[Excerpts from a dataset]
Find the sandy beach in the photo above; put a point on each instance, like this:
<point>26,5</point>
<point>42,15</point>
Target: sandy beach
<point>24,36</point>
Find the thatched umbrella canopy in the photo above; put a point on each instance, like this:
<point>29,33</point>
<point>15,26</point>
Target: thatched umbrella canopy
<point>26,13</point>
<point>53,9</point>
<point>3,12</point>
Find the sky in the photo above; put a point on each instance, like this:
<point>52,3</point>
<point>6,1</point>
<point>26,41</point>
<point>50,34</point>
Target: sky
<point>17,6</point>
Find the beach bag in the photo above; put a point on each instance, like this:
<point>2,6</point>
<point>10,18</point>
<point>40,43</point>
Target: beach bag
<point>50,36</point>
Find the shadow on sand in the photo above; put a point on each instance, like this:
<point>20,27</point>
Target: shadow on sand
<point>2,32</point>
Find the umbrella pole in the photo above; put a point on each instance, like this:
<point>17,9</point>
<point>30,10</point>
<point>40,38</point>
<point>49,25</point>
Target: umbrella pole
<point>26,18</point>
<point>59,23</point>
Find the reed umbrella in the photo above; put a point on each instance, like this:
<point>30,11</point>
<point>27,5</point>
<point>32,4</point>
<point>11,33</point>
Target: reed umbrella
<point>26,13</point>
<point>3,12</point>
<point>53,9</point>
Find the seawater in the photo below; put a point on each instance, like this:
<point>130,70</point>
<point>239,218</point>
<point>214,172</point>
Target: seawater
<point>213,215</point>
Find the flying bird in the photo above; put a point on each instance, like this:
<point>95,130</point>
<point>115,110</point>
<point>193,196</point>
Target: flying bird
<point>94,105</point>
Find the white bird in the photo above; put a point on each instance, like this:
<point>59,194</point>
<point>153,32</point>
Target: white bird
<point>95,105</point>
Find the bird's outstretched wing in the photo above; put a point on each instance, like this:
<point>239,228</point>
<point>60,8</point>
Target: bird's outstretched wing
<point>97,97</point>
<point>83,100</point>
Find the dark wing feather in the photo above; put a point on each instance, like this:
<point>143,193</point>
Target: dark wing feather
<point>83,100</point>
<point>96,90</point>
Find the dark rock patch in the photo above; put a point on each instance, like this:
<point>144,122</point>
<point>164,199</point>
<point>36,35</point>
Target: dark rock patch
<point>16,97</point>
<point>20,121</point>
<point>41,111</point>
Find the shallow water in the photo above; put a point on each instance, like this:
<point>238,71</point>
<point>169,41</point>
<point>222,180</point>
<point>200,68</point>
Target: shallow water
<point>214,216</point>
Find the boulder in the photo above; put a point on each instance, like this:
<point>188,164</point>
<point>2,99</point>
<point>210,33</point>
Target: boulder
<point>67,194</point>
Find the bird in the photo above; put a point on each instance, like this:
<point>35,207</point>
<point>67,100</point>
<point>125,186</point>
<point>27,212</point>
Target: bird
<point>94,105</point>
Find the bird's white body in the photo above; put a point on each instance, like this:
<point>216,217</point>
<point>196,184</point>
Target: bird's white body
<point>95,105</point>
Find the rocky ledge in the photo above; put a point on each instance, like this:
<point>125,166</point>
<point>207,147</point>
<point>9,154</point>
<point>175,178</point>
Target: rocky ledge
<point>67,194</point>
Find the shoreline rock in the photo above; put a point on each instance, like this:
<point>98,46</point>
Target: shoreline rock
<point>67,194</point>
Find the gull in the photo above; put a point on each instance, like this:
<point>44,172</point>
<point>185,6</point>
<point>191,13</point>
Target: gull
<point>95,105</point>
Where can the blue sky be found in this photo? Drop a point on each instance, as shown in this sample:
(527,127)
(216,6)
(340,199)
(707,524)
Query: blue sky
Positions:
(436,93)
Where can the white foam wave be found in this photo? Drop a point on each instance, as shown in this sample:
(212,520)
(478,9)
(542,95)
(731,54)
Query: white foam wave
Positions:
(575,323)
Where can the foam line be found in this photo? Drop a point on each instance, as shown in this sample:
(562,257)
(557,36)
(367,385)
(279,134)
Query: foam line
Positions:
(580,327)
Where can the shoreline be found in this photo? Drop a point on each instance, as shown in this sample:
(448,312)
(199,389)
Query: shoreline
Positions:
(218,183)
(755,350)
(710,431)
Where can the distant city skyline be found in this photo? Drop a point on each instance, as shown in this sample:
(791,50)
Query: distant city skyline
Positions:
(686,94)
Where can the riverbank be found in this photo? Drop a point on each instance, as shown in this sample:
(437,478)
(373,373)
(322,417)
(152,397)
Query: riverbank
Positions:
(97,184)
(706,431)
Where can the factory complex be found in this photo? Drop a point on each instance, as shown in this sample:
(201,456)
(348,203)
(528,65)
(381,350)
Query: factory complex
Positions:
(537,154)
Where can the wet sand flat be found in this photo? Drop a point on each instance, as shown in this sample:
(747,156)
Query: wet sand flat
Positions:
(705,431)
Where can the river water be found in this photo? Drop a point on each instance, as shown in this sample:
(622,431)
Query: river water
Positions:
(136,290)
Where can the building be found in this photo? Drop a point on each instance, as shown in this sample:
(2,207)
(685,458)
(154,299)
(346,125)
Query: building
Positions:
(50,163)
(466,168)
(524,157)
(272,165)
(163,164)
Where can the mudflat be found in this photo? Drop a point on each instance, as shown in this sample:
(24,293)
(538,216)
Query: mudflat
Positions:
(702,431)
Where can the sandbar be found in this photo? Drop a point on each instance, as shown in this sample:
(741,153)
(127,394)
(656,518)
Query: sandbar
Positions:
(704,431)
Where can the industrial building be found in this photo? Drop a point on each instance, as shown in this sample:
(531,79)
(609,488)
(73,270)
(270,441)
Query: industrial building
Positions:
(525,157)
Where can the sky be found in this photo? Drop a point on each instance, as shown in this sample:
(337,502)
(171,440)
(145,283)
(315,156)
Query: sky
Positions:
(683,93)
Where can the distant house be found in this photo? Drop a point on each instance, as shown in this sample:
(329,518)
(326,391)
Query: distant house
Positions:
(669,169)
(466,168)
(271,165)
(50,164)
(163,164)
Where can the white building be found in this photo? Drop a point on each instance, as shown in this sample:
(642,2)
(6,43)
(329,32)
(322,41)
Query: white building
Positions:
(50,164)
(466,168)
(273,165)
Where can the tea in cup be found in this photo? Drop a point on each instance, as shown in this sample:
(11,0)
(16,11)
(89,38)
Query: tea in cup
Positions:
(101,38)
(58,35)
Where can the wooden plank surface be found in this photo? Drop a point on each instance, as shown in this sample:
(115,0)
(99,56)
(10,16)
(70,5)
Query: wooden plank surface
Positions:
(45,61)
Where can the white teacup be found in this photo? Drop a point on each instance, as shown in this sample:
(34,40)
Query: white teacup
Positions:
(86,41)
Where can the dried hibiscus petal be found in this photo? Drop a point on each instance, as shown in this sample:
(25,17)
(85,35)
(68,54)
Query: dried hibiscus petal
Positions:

THE TASK -
Word for word, copy out all of the data shown above.

RESPONSE AREA -
Find the sandy beach in the photo above; put a point on each instance, like this:
<point>26,5</point>
<point>42,15</point>
Target: sandy beach
<point>24,36</point>
Find the thatched umbrella canopy in the photo above; put a point on each instance, like this:
<point>29,33</point>
<point>15,26</point>
Target: thatched umbrella canopy
<point>26,13</point>
<point>53,9</point>
<point>3,12</point>
Find the sky in the photo above; put a point on each instance, like this:
<point>52,3</point>
<point>6,1</point>
<point>26,41</point>
<point>50,34</point>
Target: sky
<point>17,6</point>
Find the beach bag in the photo above; put a point on each instance, like this:
<point>2,6</point>
<point>10,18</point>
<point>40,43</point>
Target: beach bag
<point>50,36</point>
Find the shadow on sand in the photo above; put a point on each instance, like this:
<point>20,27</point>
Target: shadow on sand
<point>2,32</point>
Find the umbrella pole in the photo above; put a point on each instance, like this:
<point>17,9</point>
<point>30,10</point>
<point>40,38</point>
<point>49,25</point>
Target: umbrella pole
<point>26,18</point>
<point>59,23</point>
Find the reed umbrella in the photo above; put a point on each instance, like this:
<point>30,11</point>
<point>27,5</point>
<point>32,4</point>
<point>11,33</point>
Target: reed umbrella
<point>26,13</point>
<point>3,12</point>
<point>53,9</point>
Find the seawater in the photo below; put a point on each instance, like this:
<point>130,70</point>
<point>239,218</point>
<point>214,172</point>
Target: seawater
<point>213,215</point>
Find the flying bird in the photo above; put a point on each instance, like this:
<point>95,130</point>
<point>115,110</point>
<point>193,196</point>
Target: flying bird
<point>94,105</point>
Find the white bird in the photo above; put a point on each instance, like this:
<point>59,194</point>
<point>153,32</point>
Target: white bird
<point>95,105</point>
Find the bird's outstretched wing in the photo above; put a point on each instance, like this:
<point>239,228</point>
<point>60,8</point>
Target: bird's outstretched wing
<point>97,97</point>
<point>83,100</point>
Find the dark wing feather in the photo above; put a point on each instance, like this:
<point>143,193</point>
Target: dark wing feather
<point>83,100</point>
<point>96,90</point>
Find the dark rock patch in the photo above; put a point on each instance, like this:
<point>144,122</point>
<point>164,199</point>
<point>36,35</point>
Target: dark rock patch
<point>16,97</point>
<point>20,121</point>
<point>41,111</point>
Find the shallow water in the photo above; put a point on each instance, like this:
<point>238,71</point>
<point>169,41</point>
<point>222,180</point>
<point>200,68</point>
Target: shallow water
<point>214,216</point>
Find the boulder in the photo above; put a point on each instance, like this:
<point>188,164</point>
<point>2,99</point>
<point>210,33</point>
Target: boulder
<point>67,194</point>
Find the bird in the photo above; put a point on each instance, like this:
<point>35,207</point>
<point>67,100</point>
<point>125,186</point>
<point>27,212</point>
Target: bird
<point>94,105</point>
Find the bird's white body in the photo above; put a point on each instance, like this:
<point>216,217</point>
<point>196,184</point>
Target: bird's white body
<point>95,105</point>
Find the rocky ledge in the photo above; put a point on each instance, like this:
<point>125,166</point>
<point>207,147</point>
<point>9,154</point>
<point>175,178</point>
Target: rocky ledge
<point>67,194</point>
Find the shoreline rock in the photo above; put a point on each instance, like this:
<point>98,46</point>
Target: shoreline rock
<point>67,194</point>
Find the gull in the photo above; put a point on each instance, like this:
<point>44,172</point>
<point>185,6</point>
<point>191,13</point>
Target: gull
<point>95,105</point>
Where can the blue sky be found in this photo? Drop a point on each instance, as shown in this sample:
(527,127)
(216,6)
(340,199)
(707,524)
Query: blue sky
Positions:
(436,93)
Where can the white foam wave be found in this photo? Drop a point on each instance, as shown in this sample:
(212,520)
(478,9)
(542,95)
(731,54)
Query: white foam wave
Positions:
(575,323)
Where can the foam line be found in this photo? Drop a point on each instance, as shown in this sample:
(562,257)
(557,36)
(367,385)
(279,134)
Query: foam line
Positions:
(580,327)
Where can the shoreline be found in this photo? Drop a point on each instance, as shown in this sample:
(448,312)
(199,389)
Query: shoreline
Positions:
(218,183)
(755,350)
(710,431)
Where can the distant city skyline be found in this photo? Drop a point on each instance, as shown in this sample:
(791,50)
Query: distant city skyline
Positions:
(686,94)
Where can the riverbank be found in this photo? Drop a point on each instance, as shown in this sample:
(437,478)
(373,373)
(322,417)
(152,397)
Query: riverbank
Positions:
(97,184)
(706,431)
Where can the factory complex be found in this photo? Drop a point on each instance, as shown in this sample:
(201,456)
(348,203)
(528,65)
(381,350)
Query: factory complex
Positions:
(537,154)
Where can the wet sand flat be found in this photo? Drop a point on each instance, as shown in this sample:
(747,156)
Query: wet sand flat
Positions:
(705,431)
Where can the river water be found in this photo? Drop a point on each instance, as shown in this sample:
(622,431)
Query: river water
Positions:
(136,290)
Where can the building be found in this photo? Drop a point on each instance, as shown in this sample:
(2,207)
(685,458)
(154,299)
(346,125)
Query: building
Positions:
(50,163)
(466,168)
(524,157)
(272,165)
(163,164)
Where can the mudflat be found in this photo? Drop a point on each instance, as shown in this sample:
(24,293)
(538,216)
Query: mudflat
Positions:
(702,431)
Where can the sandbar be found in this photo? Drop a point on each instance, as shown in this sample:
(741,153)
(127,394)
(656,518)
Query: sandbar
Positions:
(704,431)
Where can the industrial building be found in this photo? Drop a point on each instance, as shown in this sample:
(531,79)
(609,488)
(73,270)
(270,441)
Query: industrial building
Positions:
(525,157)
Where can the sky be found in this photo? Drop a point on each instance, as shown in this sample:
(337,502)
(171,440)
(145,283)
(315,156)
Query: sky
Positions:
(683,93)
Where can the distant house be found in this photo? Drop a point on each instance, as shown in this sample:
(329,518)
(326,391)
Query: distant house
Positions:
(669,169)
(466,168)
(271,165)
(50,164)
(163,164)
Where can the white building be found in this photo? Drop a point on each instance, as shown in this sample:
(642,2)
(6,43)
(329,32)
(322,41)
Query: white building
Positions:
(50,164)
(466,168)
(273,165)
Where can the tea in cup be found in this photo? Drop a point on each instance, as shown in this sample:
(11,0)
(16,11)
(89,38)
Query: tea in cup
Positions:
(101,38)
(58,35)
Where can the wooden plank surface be found in this photo? Drop a point on each instance, as shown in this sample:
(115,0)
(99,56)
(10,16)
(70,5)
Query: wooden plank surface
Positions:
(45,61)
Where can the white teacup be found in this photo? Drop a point on each instance, as shown in this sample:
(34,40)
Query: white teacup
Positions:
(86,41)
Where can the dried hibiscus petal be found in this photo? Drop a point on each instance, as shown in this sample:
(25,17)
(85,35)
(68,54)
Query: dried hibiscus petal
Positions:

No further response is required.